Copy the profile of Maxine Waters word for word, from "The tireless, committed" up to and including "particularly, people with AIDS.".

● PASSAGE SHOWN
+---+

The tireless, committed Maxine Waters doesn’t have time, period. A member of Congress for over a decade, she is widely considered to be one of the most powerful women in American politics today. She has gained a reputation as an outspoken advocate for African Americans, children, the poor and, particularly, people with AIDS.

Several months ago, she introduced H.R. 933, the Affordable HIV/AIDS Medicines for Poor Countries Act, which would help make lifesaving medication available to those living with HIV/AIDS in developing countries. “Because so many people around the world are dying, it is important for those of us who make public policy to find new ways to stop the rate of infection and death,” she says.

Maxine Waters has always been a fireball. Born in St. Louis in the late 1930s, the fifth of 13 children, she began working as a bus girl in a segregated restaurant when she was just 13. After moving to Los Angeles, she worked in garment factories and at the telephone company before earning her degree at California State University at Los Angeles. She began her career in public service as a teacher and a volunteer coordinator in the Head Start Program. She took part in many political campaigns, knocking on doors and handing out leaflets, before she was elected to the California State Assembly in 1976. In 1990, she became the second Black female elected to Congress. She is now serving her sixth term, after being re-elected in 2000 with an overwhelming 87 percent of the votes in the 35th District of California.

Congresswoman Waters became a passionate warrior in the fight against AIDS in the late 1980s, after Rev. Carl Bean, the founder of the Minority AIDS Project, asked her to speak at a fundraiser. “I remember going to a gay bar on Pico called Catch One and meeting so many young men who had HIV or AIDS,” she recalls. “Those were the days when there was not much support for people with AIDS. Many had been disowned from their families and kicked out of their homes. It was then that I understood the point of what was happening and became determined to use my office to raise funds.”

Despite her national visibility and acclaim, the congresswoman also remains involved in the AIDS struggle at the grassroots level. As president of the Alliance of Black Women’s Organizations, for the past three years she has led an annual march through the neighborhoods of Los Angeles in June, on National HIV Testing Day. Dressed in all black, the women of the Alliance walk the streets of Los Angeles to distribute information and talk directly to people about the devastating impact of HIV/AIDS.

+---+

Entries taken from a collection:
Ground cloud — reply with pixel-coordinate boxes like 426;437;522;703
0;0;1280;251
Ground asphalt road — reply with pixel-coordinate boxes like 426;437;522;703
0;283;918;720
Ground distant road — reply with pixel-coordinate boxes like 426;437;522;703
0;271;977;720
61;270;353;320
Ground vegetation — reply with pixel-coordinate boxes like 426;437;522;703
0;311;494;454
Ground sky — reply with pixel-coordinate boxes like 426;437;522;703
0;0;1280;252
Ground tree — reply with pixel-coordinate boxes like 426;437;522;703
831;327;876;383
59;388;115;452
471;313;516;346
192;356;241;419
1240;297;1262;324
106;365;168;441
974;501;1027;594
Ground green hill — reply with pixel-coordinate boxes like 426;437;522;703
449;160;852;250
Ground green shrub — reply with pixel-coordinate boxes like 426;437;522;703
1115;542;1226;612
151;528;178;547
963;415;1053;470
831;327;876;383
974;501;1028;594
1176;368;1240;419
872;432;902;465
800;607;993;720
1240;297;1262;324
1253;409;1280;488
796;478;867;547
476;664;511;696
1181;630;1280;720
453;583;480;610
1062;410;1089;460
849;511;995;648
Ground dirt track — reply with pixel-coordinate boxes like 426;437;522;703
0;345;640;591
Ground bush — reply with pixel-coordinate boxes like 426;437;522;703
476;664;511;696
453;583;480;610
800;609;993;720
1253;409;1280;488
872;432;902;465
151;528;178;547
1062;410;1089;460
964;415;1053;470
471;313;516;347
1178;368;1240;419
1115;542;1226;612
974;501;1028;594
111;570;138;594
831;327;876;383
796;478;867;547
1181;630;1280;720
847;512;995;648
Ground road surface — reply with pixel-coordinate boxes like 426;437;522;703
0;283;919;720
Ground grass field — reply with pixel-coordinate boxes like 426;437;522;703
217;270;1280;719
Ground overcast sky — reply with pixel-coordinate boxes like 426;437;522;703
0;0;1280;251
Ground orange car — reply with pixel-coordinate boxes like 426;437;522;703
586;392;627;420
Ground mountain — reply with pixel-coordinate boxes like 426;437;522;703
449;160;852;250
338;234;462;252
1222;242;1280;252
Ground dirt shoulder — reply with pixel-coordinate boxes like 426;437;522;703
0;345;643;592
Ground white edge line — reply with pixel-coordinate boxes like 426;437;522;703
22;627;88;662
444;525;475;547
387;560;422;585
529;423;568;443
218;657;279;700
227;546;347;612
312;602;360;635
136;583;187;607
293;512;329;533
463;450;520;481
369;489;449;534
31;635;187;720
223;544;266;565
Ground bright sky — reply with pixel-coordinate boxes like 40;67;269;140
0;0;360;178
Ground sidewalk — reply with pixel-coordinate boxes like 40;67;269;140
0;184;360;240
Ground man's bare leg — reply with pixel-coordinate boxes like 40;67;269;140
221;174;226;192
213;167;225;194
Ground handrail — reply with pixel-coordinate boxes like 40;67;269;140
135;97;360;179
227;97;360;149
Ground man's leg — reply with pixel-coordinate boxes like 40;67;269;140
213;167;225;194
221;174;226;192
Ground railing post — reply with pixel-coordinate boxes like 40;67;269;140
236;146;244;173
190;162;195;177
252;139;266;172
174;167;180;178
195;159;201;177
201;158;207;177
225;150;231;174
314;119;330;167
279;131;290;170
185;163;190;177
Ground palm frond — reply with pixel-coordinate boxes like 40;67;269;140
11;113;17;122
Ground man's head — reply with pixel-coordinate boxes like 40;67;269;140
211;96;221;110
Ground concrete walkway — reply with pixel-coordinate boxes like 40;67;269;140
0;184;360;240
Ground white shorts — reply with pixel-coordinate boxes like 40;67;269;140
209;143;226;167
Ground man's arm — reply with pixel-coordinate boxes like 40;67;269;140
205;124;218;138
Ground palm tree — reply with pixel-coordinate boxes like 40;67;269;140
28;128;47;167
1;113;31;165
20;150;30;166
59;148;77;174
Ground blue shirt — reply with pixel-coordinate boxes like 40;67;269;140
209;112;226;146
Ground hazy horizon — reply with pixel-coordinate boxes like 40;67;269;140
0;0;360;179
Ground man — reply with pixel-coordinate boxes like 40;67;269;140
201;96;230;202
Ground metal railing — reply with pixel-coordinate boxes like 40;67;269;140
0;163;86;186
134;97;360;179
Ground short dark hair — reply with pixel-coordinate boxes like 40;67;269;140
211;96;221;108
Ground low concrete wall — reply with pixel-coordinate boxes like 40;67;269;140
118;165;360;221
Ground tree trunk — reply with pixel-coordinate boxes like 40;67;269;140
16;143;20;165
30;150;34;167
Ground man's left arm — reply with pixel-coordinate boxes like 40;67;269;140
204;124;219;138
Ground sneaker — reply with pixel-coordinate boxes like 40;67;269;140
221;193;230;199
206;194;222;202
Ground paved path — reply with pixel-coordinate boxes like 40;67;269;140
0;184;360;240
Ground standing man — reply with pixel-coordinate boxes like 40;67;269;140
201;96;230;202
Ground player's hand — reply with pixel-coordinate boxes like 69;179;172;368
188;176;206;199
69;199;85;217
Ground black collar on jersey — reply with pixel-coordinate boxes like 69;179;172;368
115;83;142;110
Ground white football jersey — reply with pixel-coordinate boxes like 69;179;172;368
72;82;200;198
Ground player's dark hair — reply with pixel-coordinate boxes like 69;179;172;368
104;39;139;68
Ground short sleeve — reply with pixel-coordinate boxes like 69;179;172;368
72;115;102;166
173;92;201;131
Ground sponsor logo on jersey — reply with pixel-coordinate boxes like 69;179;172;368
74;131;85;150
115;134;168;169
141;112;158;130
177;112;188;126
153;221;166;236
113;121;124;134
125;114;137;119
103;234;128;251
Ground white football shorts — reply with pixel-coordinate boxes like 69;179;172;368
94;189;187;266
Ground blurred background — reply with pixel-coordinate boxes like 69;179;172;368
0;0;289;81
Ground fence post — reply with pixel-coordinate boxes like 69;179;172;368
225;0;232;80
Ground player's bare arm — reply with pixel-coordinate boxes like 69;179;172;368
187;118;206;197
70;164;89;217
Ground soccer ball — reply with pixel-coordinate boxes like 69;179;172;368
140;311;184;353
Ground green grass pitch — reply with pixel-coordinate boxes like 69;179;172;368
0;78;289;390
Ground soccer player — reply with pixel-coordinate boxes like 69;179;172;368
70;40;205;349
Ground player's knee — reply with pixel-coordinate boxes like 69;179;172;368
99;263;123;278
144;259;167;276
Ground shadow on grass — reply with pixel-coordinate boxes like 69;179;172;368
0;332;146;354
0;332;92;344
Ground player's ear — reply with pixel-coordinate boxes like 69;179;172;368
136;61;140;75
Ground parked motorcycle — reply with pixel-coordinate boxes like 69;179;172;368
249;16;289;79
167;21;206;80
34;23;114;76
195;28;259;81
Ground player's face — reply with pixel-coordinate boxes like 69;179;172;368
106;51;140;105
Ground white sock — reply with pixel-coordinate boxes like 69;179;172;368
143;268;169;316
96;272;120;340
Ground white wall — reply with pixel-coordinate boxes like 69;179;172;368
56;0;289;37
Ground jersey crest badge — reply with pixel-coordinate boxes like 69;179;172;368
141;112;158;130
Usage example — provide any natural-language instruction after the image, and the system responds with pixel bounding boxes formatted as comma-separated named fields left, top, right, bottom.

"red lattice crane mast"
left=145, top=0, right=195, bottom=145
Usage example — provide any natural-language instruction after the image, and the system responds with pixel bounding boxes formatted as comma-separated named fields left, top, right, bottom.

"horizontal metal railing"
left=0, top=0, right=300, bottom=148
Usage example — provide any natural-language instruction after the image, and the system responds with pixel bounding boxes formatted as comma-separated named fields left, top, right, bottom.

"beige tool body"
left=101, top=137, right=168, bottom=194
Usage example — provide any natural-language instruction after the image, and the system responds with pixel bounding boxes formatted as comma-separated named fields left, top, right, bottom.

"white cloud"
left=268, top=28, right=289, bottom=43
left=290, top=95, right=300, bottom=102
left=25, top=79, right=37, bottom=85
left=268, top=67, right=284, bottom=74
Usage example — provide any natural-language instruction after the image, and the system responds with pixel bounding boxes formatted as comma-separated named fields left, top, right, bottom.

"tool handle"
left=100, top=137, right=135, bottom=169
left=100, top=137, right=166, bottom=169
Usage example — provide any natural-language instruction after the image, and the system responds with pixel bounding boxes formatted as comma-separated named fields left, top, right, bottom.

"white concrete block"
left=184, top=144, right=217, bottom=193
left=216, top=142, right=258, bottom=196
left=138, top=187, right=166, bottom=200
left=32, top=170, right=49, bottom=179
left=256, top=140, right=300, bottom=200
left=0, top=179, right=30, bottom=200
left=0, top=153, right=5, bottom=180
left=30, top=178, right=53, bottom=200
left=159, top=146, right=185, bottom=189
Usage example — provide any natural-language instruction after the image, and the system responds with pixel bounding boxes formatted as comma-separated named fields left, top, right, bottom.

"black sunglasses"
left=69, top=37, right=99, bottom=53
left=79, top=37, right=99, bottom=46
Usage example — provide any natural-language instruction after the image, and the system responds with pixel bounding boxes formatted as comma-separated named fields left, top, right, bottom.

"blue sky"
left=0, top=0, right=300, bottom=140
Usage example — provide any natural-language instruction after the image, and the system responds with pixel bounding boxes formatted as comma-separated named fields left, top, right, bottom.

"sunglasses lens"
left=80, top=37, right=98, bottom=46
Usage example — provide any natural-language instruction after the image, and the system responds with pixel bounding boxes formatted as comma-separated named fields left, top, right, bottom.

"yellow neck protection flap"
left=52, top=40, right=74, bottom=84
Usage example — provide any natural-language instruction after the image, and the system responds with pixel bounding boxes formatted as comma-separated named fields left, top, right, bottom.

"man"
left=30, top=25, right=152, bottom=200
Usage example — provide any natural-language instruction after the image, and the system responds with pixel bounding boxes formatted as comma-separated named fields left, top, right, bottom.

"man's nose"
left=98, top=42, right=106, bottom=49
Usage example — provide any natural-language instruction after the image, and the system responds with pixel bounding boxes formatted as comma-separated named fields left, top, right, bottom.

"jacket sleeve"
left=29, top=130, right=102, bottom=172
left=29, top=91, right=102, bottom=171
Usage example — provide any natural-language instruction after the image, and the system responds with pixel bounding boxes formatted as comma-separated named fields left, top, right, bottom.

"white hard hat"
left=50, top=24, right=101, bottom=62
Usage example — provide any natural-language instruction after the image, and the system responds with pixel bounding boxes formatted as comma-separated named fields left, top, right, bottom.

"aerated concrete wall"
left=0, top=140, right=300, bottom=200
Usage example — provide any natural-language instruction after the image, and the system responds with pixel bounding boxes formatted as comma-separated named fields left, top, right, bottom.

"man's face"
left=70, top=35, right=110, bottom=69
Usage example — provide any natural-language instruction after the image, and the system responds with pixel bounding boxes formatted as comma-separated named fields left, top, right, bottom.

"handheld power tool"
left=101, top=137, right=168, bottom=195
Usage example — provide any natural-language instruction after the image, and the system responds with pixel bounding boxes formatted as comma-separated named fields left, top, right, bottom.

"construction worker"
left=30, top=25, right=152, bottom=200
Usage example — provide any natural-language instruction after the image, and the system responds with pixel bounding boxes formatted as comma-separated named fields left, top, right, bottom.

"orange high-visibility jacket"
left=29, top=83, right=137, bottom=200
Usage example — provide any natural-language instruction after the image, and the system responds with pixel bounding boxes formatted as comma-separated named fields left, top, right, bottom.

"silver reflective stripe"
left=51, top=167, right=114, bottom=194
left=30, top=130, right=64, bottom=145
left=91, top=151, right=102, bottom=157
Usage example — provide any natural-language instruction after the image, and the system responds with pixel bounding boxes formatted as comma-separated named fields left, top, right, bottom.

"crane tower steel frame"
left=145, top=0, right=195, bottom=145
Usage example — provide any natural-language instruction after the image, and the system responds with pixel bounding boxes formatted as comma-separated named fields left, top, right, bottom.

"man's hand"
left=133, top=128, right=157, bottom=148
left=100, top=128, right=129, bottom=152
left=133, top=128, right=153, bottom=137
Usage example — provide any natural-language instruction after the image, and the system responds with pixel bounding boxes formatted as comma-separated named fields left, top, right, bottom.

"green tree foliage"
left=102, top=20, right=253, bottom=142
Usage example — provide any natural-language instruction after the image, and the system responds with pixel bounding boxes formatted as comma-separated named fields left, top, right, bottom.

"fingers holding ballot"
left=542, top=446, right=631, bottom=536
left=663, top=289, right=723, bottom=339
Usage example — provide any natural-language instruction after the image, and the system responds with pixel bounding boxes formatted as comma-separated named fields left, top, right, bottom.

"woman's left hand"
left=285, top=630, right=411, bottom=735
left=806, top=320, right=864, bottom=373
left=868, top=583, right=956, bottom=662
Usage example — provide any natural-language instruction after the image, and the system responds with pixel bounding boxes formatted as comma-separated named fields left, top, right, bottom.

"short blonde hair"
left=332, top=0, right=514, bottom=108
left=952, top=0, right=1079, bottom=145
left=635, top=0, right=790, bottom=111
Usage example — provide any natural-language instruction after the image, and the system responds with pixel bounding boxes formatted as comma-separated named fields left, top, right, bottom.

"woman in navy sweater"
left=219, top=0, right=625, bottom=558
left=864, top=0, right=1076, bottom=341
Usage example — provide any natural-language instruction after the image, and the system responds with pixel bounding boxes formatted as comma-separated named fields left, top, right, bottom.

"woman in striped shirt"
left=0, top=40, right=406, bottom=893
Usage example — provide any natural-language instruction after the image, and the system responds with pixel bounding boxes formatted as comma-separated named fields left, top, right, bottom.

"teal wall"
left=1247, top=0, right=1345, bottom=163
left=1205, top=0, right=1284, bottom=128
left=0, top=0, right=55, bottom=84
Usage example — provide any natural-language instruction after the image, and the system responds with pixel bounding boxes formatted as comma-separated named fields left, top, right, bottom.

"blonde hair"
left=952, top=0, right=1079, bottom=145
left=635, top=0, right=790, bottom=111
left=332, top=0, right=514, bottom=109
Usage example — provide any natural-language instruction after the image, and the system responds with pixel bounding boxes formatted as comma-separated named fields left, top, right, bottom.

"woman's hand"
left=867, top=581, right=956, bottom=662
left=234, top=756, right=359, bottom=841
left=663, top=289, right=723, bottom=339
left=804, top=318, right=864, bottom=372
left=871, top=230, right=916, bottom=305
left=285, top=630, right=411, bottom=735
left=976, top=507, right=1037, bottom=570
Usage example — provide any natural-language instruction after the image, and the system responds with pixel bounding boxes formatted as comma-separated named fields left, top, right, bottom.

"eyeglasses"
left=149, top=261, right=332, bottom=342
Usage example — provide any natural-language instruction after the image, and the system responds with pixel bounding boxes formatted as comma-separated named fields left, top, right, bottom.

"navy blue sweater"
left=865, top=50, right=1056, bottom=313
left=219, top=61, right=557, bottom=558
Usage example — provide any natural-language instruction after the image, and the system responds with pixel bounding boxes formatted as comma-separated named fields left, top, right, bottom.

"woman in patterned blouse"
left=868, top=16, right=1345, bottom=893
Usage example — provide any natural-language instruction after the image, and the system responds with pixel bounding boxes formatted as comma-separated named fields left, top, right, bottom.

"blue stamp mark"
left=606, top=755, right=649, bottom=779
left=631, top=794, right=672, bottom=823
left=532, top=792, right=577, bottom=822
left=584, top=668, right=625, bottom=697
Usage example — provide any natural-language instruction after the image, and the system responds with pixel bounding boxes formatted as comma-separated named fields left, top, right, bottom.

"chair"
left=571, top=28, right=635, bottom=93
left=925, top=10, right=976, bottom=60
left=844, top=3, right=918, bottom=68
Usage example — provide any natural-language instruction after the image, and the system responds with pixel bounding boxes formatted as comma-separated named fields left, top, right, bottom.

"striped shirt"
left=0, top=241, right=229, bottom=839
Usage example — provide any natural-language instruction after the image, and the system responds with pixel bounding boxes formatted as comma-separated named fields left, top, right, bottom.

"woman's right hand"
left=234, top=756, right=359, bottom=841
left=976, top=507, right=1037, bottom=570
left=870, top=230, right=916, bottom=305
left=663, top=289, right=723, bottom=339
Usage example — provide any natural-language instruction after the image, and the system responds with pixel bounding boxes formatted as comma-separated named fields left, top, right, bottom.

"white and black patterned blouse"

+---+

● SOLUTION TO THE PROBLEM
The tireless, committed Maxine Waters doesn’t have time, period. A member of Congress for over a decade, she is widely considered to be one of the most powerful women in American politics today. She has gained a reputation as an outspoken advocate for African Americans, children, the poor and, particularly, people with AIDS.